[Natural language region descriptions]
──────────────────────────────

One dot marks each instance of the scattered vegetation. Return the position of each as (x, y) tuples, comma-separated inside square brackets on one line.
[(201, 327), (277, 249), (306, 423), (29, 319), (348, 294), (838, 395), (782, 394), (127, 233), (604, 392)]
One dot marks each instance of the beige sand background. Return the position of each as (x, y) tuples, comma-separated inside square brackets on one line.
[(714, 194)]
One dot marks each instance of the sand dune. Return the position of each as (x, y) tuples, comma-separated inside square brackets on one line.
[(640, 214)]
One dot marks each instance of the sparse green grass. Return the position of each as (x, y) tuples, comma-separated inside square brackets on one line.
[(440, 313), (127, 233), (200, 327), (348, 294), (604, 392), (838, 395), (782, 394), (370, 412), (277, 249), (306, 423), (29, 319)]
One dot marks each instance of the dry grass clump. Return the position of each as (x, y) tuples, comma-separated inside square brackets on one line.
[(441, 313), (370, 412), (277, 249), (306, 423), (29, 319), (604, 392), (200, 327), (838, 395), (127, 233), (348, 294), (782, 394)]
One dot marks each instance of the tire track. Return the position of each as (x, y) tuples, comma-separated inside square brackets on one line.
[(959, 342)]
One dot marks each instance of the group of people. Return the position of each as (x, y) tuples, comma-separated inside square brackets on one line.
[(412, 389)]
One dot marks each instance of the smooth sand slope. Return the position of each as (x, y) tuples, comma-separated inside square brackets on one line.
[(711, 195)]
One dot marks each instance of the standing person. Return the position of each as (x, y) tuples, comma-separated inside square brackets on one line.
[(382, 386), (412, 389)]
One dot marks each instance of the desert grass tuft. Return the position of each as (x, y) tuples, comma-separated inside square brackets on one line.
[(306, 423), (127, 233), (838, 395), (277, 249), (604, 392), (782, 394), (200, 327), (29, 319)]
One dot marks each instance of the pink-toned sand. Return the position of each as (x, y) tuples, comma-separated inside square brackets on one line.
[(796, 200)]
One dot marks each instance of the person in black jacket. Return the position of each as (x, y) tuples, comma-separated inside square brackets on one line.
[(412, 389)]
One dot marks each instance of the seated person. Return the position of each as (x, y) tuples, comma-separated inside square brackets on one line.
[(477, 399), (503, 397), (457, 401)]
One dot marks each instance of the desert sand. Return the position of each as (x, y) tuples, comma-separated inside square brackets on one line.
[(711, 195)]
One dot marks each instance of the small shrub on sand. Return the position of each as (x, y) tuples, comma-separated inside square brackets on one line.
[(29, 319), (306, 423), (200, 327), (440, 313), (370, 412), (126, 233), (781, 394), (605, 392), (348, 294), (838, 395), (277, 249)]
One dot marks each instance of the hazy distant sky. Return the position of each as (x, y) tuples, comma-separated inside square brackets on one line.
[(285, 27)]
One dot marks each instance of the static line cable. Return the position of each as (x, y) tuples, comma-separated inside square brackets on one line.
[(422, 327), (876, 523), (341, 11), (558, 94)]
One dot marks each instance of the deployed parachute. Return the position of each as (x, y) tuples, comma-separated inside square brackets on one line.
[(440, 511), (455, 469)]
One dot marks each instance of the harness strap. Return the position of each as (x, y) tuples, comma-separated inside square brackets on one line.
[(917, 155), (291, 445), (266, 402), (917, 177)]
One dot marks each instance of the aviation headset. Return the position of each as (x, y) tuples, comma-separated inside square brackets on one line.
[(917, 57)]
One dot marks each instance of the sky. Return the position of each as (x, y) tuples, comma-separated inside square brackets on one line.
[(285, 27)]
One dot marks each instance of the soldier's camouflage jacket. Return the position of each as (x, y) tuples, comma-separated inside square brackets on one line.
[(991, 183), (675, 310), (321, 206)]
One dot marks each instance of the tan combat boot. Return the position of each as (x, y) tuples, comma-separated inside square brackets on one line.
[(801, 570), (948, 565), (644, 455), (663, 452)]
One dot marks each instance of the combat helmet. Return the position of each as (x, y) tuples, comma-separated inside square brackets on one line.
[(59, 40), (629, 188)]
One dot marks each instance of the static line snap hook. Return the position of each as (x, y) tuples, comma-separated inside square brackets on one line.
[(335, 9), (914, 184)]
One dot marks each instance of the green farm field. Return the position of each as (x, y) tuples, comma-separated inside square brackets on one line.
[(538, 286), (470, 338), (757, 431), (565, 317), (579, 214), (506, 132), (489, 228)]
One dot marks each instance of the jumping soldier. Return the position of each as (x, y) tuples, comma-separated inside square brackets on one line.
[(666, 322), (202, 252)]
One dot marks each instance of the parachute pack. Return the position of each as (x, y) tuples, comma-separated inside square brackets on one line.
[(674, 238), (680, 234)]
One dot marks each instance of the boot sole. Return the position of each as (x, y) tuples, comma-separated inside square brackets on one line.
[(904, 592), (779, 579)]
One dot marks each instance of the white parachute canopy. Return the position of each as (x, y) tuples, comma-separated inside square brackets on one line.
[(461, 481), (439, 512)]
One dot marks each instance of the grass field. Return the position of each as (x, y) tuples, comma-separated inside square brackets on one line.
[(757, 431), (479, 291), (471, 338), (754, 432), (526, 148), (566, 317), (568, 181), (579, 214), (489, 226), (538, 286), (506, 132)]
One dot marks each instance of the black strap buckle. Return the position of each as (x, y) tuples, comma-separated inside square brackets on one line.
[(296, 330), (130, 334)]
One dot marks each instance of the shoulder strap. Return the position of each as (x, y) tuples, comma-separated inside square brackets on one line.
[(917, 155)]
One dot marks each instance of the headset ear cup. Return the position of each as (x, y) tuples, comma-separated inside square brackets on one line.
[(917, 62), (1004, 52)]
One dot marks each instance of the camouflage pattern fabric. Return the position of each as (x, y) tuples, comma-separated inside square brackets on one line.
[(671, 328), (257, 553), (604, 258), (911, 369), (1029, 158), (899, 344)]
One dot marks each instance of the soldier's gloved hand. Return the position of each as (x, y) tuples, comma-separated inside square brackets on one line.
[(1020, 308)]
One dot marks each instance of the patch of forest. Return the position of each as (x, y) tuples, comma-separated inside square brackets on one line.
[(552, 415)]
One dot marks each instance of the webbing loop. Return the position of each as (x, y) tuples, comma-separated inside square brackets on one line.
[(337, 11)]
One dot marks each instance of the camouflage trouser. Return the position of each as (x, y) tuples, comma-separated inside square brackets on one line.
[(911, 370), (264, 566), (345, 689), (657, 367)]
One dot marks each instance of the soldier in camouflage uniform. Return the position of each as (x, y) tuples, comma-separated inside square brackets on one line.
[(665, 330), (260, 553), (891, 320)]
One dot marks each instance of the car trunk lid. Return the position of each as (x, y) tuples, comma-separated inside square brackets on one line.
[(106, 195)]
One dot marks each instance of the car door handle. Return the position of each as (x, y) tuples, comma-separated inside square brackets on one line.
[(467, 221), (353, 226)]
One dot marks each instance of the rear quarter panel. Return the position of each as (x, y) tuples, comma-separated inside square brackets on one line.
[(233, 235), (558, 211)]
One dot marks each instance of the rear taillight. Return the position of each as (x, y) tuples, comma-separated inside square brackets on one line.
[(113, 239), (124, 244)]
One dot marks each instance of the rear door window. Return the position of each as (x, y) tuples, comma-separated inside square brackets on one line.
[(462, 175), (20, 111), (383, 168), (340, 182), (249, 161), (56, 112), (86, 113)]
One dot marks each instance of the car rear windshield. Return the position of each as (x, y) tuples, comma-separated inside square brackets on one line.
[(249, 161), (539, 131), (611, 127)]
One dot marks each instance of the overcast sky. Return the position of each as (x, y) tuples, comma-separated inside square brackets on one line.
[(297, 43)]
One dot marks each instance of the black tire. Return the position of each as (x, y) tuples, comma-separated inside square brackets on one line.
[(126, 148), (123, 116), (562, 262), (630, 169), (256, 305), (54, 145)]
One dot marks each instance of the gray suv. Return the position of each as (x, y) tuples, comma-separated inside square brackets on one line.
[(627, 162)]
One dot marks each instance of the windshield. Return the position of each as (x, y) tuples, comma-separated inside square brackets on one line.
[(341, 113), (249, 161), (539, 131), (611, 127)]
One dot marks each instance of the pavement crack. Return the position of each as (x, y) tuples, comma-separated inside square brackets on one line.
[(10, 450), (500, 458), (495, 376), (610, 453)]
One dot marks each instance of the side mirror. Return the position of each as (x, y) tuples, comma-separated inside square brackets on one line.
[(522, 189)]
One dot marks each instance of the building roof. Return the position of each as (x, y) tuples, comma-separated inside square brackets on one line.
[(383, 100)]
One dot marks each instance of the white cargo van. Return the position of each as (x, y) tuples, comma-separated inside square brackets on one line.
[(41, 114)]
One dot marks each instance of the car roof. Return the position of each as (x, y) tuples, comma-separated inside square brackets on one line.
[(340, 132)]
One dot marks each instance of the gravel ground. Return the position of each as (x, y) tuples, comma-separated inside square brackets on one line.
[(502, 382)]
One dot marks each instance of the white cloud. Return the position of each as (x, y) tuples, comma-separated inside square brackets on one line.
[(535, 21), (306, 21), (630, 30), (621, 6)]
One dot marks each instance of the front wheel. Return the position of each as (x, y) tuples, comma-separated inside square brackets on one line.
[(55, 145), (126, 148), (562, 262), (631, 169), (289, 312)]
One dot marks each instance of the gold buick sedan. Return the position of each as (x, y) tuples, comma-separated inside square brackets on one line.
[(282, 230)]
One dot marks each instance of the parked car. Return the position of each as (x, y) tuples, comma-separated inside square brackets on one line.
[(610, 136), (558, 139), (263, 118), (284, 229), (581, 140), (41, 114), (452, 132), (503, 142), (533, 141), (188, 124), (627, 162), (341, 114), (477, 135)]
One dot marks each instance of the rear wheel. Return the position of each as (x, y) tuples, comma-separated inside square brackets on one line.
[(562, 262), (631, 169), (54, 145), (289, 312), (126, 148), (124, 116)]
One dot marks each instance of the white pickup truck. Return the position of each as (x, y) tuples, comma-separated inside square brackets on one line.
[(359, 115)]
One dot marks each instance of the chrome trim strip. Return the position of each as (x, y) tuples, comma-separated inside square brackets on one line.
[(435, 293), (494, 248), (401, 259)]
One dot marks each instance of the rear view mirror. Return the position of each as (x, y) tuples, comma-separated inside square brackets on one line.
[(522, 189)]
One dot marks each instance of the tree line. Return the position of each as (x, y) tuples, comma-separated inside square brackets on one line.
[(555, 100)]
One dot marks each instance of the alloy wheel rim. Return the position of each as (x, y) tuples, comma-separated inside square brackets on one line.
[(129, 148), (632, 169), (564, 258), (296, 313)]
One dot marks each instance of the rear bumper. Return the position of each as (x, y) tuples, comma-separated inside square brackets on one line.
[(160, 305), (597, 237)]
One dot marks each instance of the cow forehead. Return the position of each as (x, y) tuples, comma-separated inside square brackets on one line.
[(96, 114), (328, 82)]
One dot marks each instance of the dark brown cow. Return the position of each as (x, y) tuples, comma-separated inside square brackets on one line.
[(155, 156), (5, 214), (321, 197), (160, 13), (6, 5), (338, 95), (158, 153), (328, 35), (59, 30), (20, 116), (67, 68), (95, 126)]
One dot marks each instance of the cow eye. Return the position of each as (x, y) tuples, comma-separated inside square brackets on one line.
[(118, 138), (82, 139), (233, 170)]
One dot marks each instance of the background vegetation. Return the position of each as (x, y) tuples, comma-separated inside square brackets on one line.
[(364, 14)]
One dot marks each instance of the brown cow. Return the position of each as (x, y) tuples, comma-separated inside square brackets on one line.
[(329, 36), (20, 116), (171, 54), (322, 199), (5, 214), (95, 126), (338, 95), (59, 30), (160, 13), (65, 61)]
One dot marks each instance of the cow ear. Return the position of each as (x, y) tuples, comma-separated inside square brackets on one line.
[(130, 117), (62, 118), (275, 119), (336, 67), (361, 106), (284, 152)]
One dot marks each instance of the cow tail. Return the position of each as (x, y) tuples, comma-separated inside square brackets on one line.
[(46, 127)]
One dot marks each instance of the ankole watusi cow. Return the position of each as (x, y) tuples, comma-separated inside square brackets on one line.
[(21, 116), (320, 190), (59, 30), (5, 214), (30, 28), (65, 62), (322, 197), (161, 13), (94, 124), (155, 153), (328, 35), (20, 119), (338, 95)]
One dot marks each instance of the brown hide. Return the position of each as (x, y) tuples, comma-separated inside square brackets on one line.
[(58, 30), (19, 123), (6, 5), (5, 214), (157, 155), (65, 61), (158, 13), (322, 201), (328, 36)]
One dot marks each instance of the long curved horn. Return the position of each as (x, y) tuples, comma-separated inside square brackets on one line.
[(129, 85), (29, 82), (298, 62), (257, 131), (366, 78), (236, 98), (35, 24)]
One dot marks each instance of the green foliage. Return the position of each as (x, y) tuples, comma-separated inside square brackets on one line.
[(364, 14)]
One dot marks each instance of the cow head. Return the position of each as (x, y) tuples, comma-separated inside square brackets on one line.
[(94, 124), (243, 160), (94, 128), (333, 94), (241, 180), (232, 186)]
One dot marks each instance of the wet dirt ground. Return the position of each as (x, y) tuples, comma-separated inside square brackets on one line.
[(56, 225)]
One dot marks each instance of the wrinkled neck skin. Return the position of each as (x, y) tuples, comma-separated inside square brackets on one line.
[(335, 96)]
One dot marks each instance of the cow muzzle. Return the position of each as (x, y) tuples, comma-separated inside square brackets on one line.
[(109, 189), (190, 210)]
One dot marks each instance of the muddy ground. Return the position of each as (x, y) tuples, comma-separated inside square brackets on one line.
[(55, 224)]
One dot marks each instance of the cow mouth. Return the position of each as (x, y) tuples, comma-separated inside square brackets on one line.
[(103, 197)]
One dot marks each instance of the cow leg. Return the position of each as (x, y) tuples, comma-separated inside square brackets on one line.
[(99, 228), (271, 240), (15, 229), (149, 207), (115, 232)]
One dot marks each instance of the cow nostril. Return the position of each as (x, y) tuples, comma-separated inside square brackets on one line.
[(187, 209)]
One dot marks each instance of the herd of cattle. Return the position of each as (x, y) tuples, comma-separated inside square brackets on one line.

──────────────────────────────

§ **Exercise**
The lines to reproduce run from the one that contains "One dot marks each instance of the cow leg." through the last line above; copy them exactly.

§ **Output**
One dot marks each instance of the cow leg. Return the position of each as (x, y) tuples, comma-separated inside square brackets on one line.
[(99, 228), (271, 240), (15, 229), (149, 207), (115, 232)]
One dot marks each instance of the cow nostril. Return the position of each as (x, y) tuples, comma-separated inside square brackets on one line.
[(187, 209)]
One dot marks each instance of the herd of cattle. Return the position of each as (x, y) tuples, comma-separated inside square brackets on one line.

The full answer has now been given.